WORK TO COMPLETE –
How many of the lines below contain the word "rear"? Reply with the number alone.

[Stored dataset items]
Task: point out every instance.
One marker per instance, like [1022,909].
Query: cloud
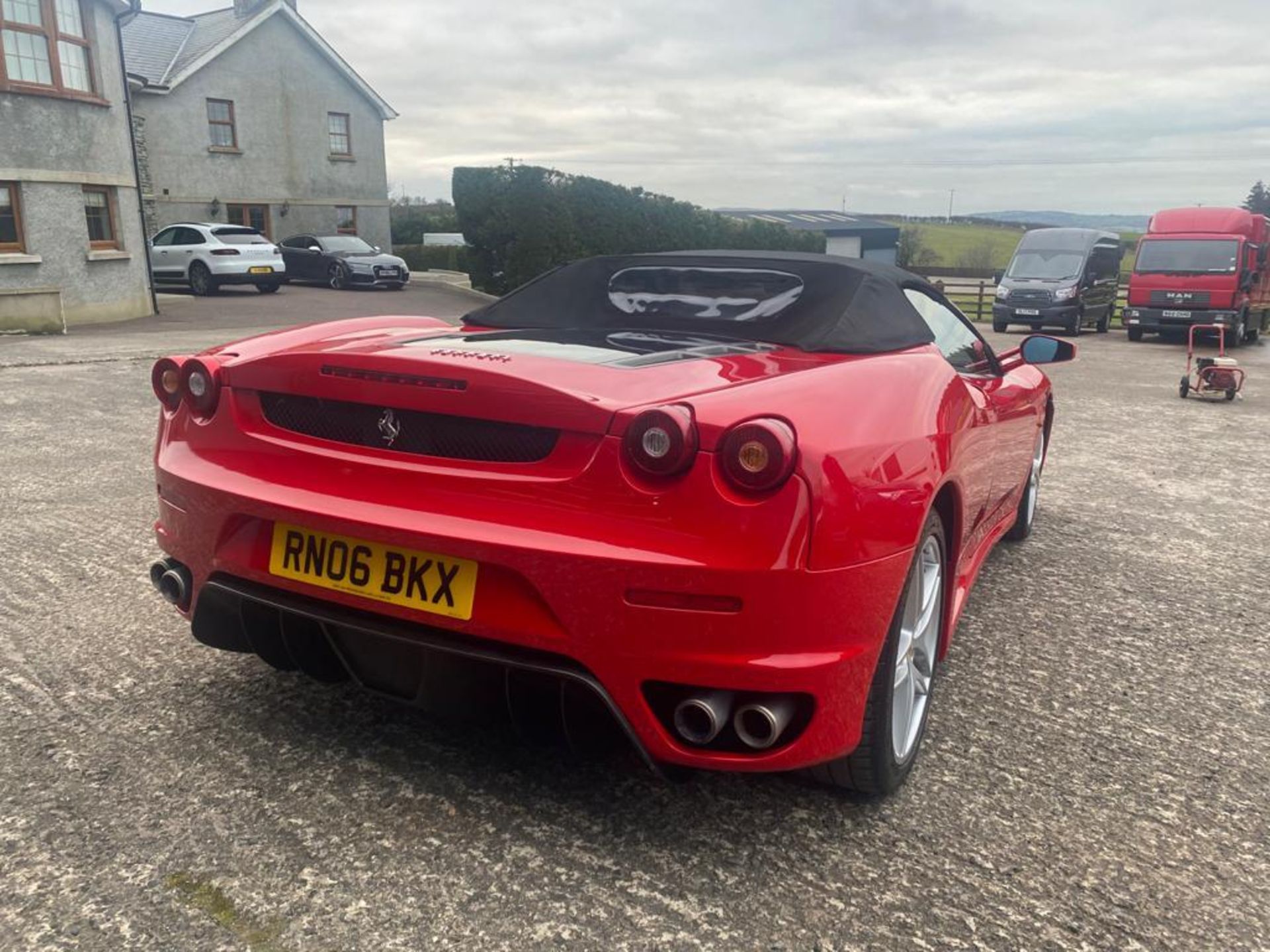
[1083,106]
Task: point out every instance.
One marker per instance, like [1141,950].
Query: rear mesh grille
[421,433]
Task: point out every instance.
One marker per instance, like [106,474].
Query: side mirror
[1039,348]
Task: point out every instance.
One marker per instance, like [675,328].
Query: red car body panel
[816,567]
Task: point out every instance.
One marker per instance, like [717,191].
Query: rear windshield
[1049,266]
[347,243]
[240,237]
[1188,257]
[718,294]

--

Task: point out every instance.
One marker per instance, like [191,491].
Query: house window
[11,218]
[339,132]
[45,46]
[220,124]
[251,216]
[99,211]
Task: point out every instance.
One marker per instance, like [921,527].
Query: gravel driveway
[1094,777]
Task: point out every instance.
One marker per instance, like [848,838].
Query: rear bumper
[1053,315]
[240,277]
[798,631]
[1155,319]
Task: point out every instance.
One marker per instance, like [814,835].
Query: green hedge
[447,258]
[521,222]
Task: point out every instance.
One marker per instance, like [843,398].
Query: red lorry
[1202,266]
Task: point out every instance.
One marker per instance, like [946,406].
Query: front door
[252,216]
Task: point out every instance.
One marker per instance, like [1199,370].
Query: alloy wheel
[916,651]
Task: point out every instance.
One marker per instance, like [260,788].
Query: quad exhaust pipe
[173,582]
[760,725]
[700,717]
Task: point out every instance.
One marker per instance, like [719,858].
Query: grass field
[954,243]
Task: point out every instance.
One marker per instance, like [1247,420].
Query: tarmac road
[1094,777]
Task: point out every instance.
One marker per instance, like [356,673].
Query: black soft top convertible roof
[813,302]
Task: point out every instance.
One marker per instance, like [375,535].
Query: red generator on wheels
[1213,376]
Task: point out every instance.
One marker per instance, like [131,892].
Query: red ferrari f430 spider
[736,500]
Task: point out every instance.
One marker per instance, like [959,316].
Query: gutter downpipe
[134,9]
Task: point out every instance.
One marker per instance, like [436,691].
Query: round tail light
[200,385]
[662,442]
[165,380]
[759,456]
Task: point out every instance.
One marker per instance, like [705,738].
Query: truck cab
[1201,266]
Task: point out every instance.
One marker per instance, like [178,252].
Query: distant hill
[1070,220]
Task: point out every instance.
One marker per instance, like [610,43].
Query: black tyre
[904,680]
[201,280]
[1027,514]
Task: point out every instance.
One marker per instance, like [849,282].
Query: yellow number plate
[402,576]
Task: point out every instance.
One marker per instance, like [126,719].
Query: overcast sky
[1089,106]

ANSWER TO THIS EXERCISE –
3